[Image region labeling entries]
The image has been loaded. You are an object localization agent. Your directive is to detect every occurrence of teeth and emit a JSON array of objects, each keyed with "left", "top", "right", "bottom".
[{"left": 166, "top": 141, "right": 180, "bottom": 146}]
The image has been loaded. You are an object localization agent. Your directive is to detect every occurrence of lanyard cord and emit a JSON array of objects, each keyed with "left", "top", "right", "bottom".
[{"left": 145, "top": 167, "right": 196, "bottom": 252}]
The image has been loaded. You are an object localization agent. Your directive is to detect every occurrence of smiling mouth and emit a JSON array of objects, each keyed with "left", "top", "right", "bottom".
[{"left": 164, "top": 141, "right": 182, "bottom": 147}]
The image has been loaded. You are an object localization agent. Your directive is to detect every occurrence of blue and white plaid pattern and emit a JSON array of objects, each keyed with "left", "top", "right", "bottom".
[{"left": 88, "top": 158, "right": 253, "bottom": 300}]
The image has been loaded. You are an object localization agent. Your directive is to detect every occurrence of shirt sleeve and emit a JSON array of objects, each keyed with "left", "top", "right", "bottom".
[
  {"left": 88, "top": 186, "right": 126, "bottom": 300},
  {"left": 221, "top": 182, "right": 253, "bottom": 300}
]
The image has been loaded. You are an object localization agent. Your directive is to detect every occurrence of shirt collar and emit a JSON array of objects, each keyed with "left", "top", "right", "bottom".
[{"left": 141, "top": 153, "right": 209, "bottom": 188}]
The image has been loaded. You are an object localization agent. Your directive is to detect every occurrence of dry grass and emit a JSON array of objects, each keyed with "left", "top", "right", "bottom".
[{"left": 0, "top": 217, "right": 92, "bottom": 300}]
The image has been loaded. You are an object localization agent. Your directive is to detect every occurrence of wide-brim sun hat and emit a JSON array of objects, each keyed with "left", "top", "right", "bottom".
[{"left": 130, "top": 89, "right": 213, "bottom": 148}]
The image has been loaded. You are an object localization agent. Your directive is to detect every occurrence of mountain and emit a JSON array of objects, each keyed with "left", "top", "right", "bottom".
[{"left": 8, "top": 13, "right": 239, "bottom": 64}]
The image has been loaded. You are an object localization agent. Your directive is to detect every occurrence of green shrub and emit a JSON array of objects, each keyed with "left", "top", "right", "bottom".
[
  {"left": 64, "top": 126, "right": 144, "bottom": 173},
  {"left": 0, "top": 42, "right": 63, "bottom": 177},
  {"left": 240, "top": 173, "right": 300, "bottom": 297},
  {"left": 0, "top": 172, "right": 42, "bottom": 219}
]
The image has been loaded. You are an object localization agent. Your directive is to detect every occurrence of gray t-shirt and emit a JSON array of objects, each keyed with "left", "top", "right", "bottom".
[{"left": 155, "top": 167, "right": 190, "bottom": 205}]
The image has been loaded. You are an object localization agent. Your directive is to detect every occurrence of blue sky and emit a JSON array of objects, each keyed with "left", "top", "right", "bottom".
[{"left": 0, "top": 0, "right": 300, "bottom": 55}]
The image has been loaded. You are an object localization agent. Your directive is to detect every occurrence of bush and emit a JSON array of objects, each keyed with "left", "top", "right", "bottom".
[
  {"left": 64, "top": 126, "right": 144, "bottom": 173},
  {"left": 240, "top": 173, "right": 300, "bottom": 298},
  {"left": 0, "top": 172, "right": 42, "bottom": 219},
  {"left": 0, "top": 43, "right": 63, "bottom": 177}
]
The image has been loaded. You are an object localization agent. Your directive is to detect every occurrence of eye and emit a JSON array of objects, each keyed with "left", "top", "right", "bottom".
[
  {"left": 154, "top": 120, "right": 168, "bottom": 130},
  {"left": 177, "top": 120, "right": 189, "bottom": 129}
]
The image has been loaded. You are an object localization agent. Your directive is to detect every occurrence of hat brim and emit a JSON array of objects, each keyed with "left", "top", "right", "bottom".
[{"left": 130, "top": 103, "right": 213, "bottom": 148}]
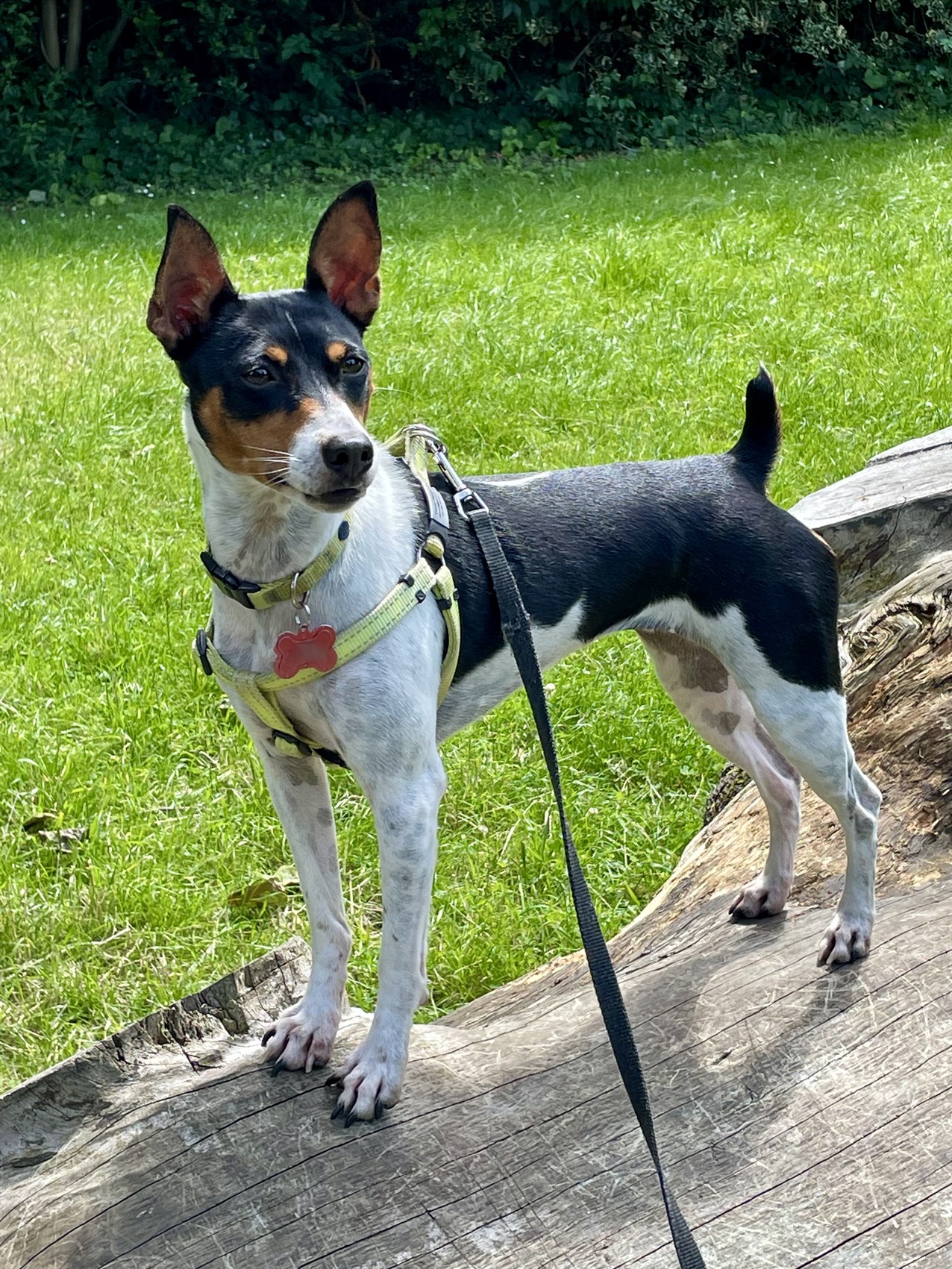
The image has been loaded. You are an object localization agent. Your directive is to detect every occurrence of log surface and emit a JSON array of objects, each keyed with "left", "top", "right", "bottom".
[{"left": 0, "top": 428, "right": 952, "bottom": 1269}]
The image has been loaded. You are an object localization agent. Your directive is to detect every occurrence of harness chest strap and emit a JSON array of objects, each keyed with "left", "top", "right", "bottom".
[
  {"left": 201, "top": 516, "right": 351, "bottom": 612},
  {"left": 193, "top": 429, "right": 460, "bottom": 756}
]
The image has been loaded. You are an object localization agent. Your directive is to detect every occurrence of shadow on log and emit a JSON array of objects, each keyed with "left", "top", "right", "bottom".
[{"left": 0, "top": 431, "right": 952, "bottom": 1269}]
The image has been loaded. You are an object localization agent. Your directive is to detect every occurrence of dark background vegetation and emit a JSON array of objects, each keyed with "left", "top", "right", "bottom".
[{"left": 0, "top": 0, "right": 952, "bottom": 199}]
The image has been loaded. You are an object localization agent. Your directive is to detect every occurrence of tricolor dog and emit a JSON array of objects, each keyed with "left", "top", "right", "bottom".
[{"left": 148, "top": 183, "right": 880, "bottom": 1123}]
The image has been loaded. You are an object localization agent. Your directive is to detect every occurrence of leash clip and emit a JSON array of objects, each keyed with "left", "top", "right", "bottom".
[{"left": 433, "top": 442, "right": 489, "bottom": 520}]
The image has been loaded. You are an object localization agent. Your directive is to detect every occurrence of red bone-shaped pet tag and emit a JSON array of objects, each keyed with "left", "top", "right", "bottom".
[{"left": 274, "top": 626, "right": 338, "bottom": 679}]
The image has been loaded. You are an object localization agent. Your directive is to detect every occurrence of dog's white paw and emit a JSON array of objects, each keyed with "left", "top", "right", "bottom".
[
  {"left": 261, "top": 1000, "right": 340, "bottom": 1075},
  {"left": 727, "top": 873, "right": 789, "bottom": 921},
  {"left": 816, "top": 911, "right": 872, "bottom": 965},
  {"left": 328, "top": 1035, "right": 406, "bottom": 1128}
]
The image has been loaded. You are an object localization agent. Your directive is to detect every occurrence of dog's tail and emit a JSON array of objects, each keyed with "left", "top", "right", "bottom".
[{"left": 729, "top": 363, "right": 780, "bottom": 490}]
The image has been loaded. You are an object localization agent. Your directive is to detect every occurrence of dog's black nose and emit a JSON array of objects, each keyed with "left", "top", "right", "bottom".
[{"left": 321, "top": 438, "right": 373, "bottom": 485}]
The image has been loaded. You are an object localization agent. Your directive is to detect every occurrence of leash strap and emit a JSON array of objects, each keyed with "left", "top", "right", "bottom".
[{"left": 462, "top": 500, "right": 704, "bottom": 1269}]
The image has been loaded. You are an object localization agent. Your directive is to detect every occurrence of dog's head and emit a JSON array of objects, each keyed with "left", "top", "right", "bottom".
[{"left": 147, "top": 181, "right": 381, "bottom": 512}]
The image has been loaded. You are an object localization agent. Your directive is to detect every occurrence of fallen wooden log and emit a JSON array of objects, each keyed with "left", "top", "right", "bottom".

• WHAT IS NEEDED: Report each line of the material above that holds the string "shirt" and copy those lines in full.

• RIGHT ANSWER:
The image has been loaded. You are an object localization agent. Your directive is to detect every occurrence of shirt sleeve and emit a JSON array of objects, each keyed with "left", "top", "right", "bottom".
The image has been loaded. You are an object localization agent. Your directive is to detect every occurrence of shirt collar and emit a JSON array of objects, each keyed with "left", "top", "right", "bottom".
The image has been loaded. You are an object localization agent. Your directive is to detect every occurrence of gray t-shirt and emit a JSON array of objects, each keyed with "left", "top", "right", "bottom".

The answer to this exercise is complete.